LISTED ENTRIES:
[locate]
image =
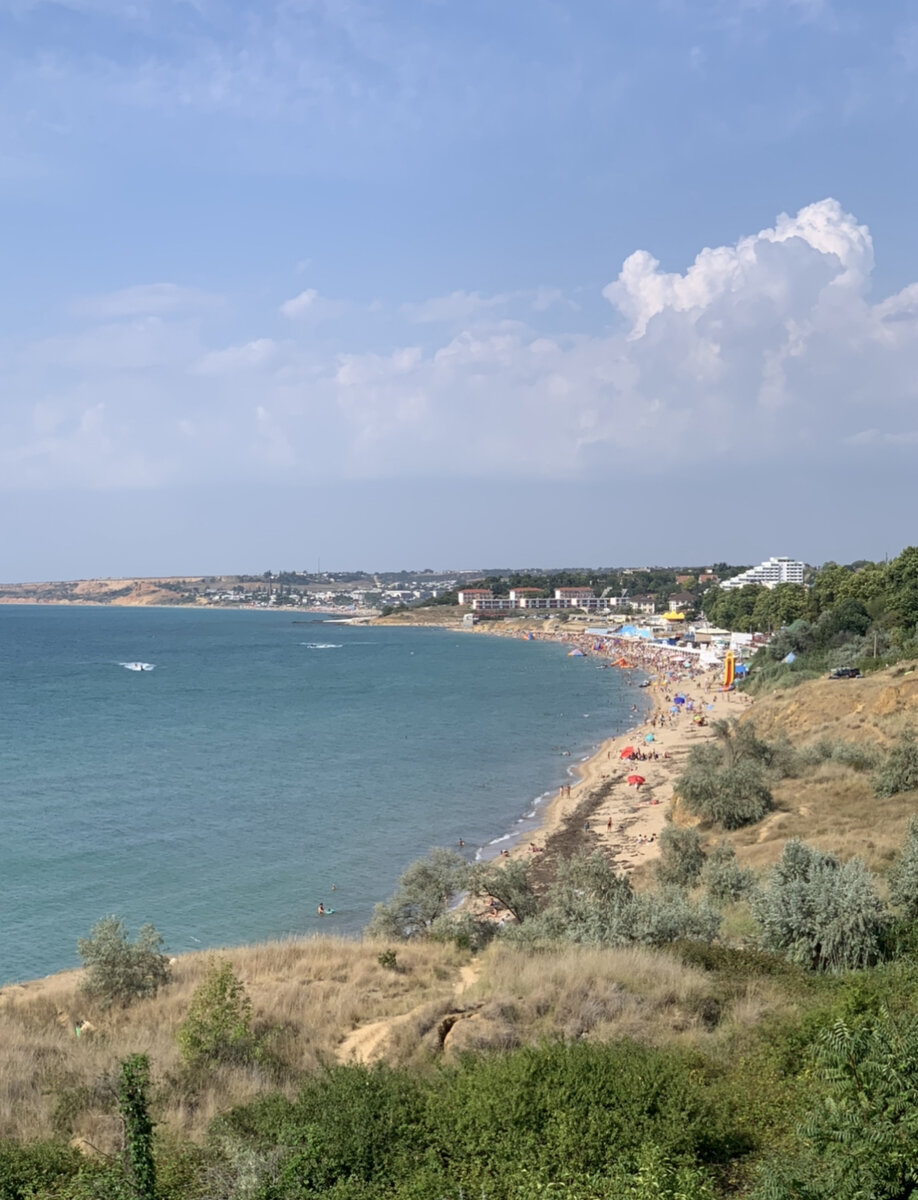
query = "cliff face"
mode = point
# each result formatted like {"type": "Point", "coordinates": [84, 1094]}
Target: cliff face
{"type": "Point", "coordinates": [127, 592]}
{"type": "Point", "coordinates": [873, 709]}
{"type": "Point", "coordinates": [831, 804]}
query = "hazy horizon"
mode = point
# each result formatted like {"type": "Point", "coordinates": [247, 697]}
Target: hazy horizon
{"type": "Point", "coordinates": [443, 282]}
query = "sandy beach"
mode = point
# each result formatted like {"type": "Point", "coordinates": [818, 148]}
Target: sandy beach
{"type": "Point", "coordinates": [599, 808]}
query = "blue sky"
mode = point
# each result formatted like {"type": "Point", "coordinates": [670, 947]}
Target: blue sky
{"type": "Point", "coordinates": [435, 282]}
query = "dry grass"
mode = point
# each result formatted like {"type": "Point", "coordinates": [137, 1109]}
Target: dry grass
{"type": "Point", "coordinates": [631, 993]}
{"type": "Point", "coordinates": [313, 993]}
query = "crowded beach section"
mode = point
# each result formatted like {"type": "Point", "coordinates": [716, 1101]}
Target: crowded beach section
{"type": "Point", "coordinates": [619, 798]}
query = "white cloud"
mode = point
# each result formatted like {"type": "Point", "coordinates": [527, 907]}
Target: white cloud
{"type": "Point", "coordinates": [465, 306]}
{"type": "Point", "coordinates": [309, 305]}
{"type": "Point", "coordinates": [771, 351]}
{"type": "Point", "coordinates": [237, 358]}
{"type": "Point", "coordinates": [144, 300]}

WHAT THIS TASK INVOLVES: Looking at the data above, count each line that holds the word "query" and report the count alone.

EXERCISE SOLUTION: 7